CHALLENGE:
Reproduce the stretch from the line that contains "of the stepping" through the line that contains "pixel 566 333", both ends included, and nothing else.

===== EXERCISE DATA =====

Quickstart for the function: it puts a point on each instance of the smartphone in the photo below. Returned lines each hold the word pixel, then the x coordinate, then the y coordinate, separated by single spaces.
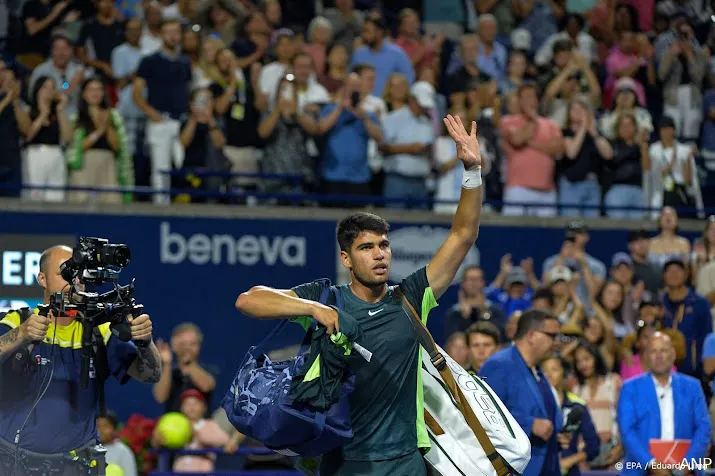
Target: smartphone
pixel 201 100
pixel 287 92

=====
===== EXERCISE DATA =====

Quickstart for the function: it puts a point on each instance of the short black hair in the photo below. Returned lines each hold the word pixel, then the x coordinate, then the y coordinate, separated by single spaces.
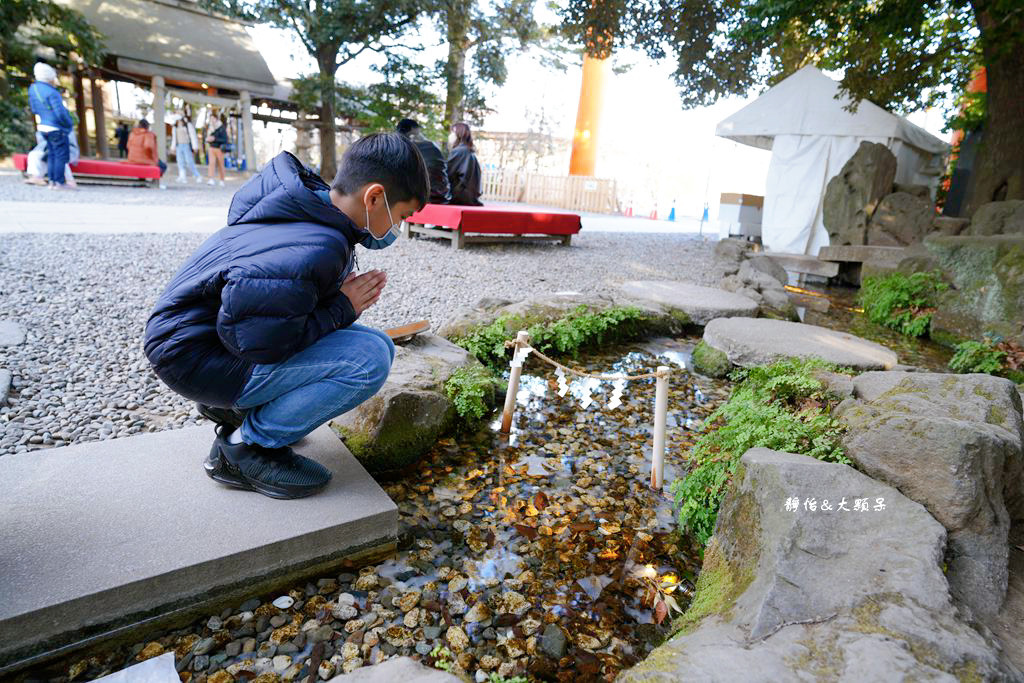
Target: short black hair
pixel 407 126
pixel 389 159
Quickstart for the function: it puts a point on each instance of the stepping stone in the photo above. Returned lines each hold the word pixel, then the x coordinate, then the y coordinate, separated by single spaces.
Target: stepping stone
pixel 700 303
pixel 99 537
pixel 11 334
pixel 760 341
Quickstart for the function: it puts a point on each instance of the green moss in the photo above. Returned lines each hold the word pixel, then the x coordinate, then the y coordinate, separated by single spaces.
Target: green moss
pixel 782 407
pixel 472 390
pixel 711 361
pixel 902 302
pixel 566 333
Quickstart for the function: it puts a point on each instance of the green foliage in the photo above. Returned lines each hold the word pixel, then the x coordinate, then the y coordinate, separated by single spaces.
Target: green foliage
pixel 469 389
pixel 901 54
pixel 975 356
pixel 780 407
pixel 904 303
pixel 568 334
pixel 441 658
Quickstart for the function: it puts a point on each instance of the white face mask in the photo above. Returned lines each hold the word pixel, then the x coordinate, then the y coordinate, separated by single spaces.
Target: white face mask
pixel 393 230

=====

OUTPUT:
Quickstart for the function: it puts a point on each instance of the stepping stone in the photo above. Returned lines each hold the word pixel, then the x coordinate, then the y coordinate, separated by single spaces.
Target: stepping stone
pixel 700 303
pixel 99 537
pixel 11 334
pixel 760 341
Quickstart for the function: it puts a point on each instance of the green moss in the photo above. Returned lines each hold the word pixel, then the x coordinate, then the y coordinate, separated by single spaces.
Target: green moss
pixel 782 407
pixel 472 390
pixel 711 361
pixel 902 302
pixel 566 333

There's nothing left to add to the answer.